### What this task involves:
Edit the item below, replacing "blurred green background" with "out-of-focus green backdrop" wherever it occurs and leaving everything else unchanged.

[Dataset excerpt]

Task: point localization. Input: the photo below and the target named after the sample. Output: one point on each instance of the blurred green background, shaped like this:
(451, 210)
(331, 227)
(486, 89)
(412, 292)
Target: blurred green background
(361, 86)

### Result of this exercise:
Task: point localization. Input: the photo below and the target named after the sample. Output: one point on each instance of the out-of-focus green backdrop, shaped like this:
(451, 210)
(331, 227)
(486, 89)
(412, 292)
Target: out-of-focus green backdrop
(361, 86)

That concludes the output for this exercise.